**DOCUMENT SECTION**.
____________________

She doesn't usually check Twitter either, so when a friend told her back then that her comment had gone viral, she replied, "Oh my God, this is insane. Somebody is tweeting about my comment about the brownie!"
So on a hot July afternoon this past summer, when Newberry got a text while running errands in her Los Angeles neighborhood, the furthest thing from her mind was that brownie comment from two years ago.
"Hi, Sydne! Do you know you're mentioned in today's NYT? It's on page 2 in a small article called The Approval Matrix. I have a hard copy clipping of it which I'll bring to work on Wednesday if you'd like it," the text said.
Sydne Newberry's post on Katharine Hepburn's Brownie Recipe in The New York Times is the publication moderating team's all-time favorite comment.
Courtesy of Sydne Newberry
Newberry, a nutritionist and writer, says her first thoughts were, "I really haven't done any research that's that newsworthy in a few years. I figured maybe they dredged up something about probiotics or omega-3 fatty acids. I'm working on a really controversial report right now, so I was a little afraid something got leaked but didn't think that was very likely."
Needless to say, Newberry's curiosity got the better of her, so she raced home to get a look at her own copy of The New York Times.
The Times moderators had declared:
"Katharine Hepburn's brownies recipe in The New York Times's Cooking section holds a particular honor: A comment left on the article is the Times moderating team's all-time favorite."
"I was pretty shocked," Newberry says. "I thought, 'What? It was just an offhand comment I made.' "
Newberry says she still regularly makes Katharine Hepburn's Brownies, although she has tweaked the recipe a tad since sharing it with the woman she said stole her ex-husband — and is still currently married to him. But Newberry insists that the original recipe worked, so her alterations to it don't account for why that woman never got it right.
"I have a degree in baking," she says, adding, "I've actually thought about what could have gone wrong. ... Maybe it had something to do with some difference between ingredients in Germany and ingredients here. It could have been the size of the egg. It could have been something about the grain of the fineness of the sugar. I don't know."

____________________

**EXERCISES TO COMPLETE**.
a) In the article about Sydne Newberry's brownie comment, what does Newberry do for a living?
b) Pick up the article about Sydne Newberry's brownie comment after its last sentence and continue it.

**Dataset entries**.
____________________

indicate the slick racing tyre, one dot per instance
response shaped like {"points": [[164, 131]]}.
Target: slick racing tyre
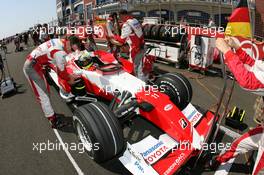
{"points": [[177, 87], [99, 131]]}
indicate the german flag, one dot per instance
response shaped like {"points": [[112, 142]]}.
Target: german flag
{"points": [[239, 21]]}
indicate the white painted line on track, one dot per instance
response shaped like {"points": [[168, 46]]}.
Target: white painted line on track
{"points": [[100, 44], [75, 165]]}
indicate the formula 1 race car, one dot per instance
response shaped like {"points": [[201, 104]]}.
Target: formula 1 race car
{"points": [[165, 104]]}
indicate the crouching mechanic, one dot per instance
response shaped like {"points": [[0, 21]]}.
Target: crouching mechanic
{"points": [[132, 34], [249, 74], [52, 51]]}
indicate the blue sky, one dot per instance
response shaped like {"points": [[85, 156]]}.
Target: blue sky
{"points": [[18, 15]]}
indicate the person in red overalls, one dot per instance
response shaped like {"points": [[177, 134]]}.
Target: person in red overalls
{"points": [[249, 74], [132, 34]]}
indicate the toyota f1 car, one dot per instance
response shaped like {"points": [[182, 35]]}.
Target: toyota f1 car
{"points": [[165, 104]]}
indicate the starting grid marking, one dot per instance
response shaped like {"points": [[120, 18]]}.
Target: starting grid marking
{"points": [[75, 165]]}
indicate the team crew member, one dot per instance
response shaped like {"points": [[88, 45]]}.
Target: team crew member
{"points": [[132, 34], [250, 75], [110, 26], [52, 51]]}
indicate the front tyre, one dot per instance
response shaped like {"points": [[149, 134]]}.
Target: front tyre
{"points": [[177, 87], [99, 131]]}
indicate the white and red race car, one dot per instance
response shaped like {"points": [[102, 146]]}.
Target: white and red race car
{"points": [[165, 104]]}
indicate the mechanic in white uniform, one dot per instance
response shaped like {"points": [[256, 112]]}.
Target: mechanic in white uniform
{"points": [[53, 51]]}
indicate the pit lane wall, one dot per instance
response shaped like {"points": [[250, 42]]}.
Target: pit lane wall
{"points": [[166, 34]]}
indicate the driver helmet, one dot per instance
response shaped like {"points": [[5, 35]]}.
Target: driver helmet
{"points": [[85, 60]]}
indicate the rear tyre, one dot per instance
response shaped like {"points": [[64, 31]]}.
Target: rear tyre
{"points": [[99, 131], [177, 87]]}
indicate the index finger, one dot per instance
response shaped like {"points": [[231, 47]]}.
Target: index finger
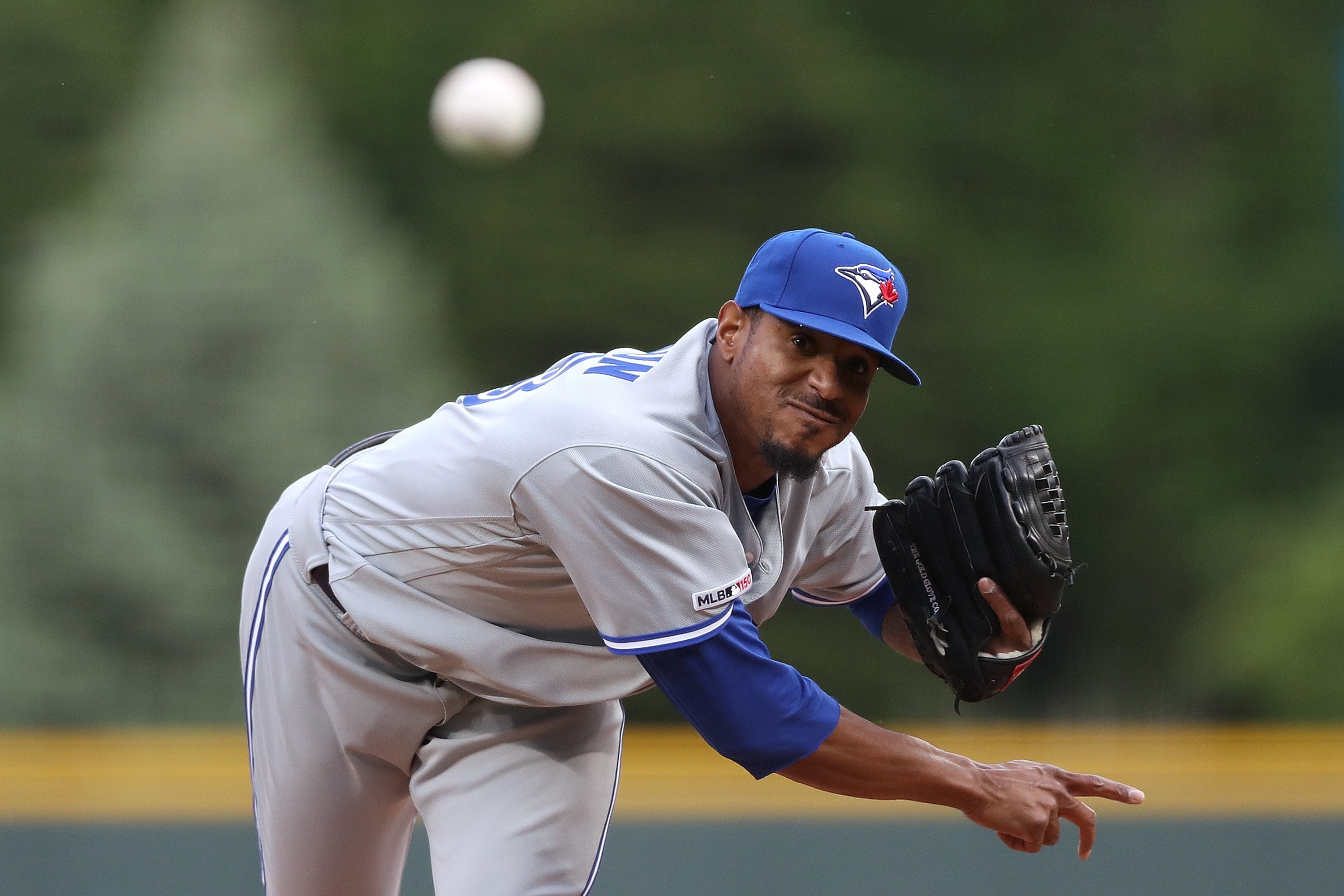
{"points": [[1011, 624], [1105, 788]]}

____________________

**RESPONSES TO THE EXERCISE**.
a) She is a nutritionist and writer.

b)
What Newberry does know is that her current husband of 21 years absolutely loves her brownies. Still, she says she can't help but see the irony of a brownie recipe by Katharine Hepburn being connected to marital infidelity. Hepburn famously carried on a 25-year love affair with actor Spencer Tracy — who was married to someone else throughout the relationship — until his death in 1967.
"If you want to steal somebody's husband," Newberry muses, "you should screw up a brownie recipe."

Sydne Newberry's Spin On Katharine Hepburn's Brownies

* This recipe is based on Katharine Hepburn's original, with modifications made by Newberry.
  • 1/2 cup unsweetened cocoa
  • 1 stick butter
  • 2 eggs
  • 1 cup granulated sugar
  • 1/4 cup all-purpose flour
  • 1 cup broken up walnut or pecan pieces (for better flavor, toast the nuts at 350 F for about 5 minutes)
  • 1 teaspoon vanilla extract
  • Pinch salt
Preparation
  1. Preheat oven to 325F.
  2. Grease an 8-inch-square pan. (Line it with aluminum foil, overhanging on all sides.)
  3. Melt butter in a saucepan with cocoa and stir until smooth.
  4. Remove from heat and let cool for a few minutes.
  5. Whisk in eggs, one at a time.
  6. Stir in vanilla.
  7. In a separate bowl, combine sugar, flour, nuts and salt.
  8. Add to the cocoa-butter mixture. Stir until just combined.
  9. Pour into prepared pan and bake 30-40 minutes. (Do not overbake: Center should still be a little gooey.)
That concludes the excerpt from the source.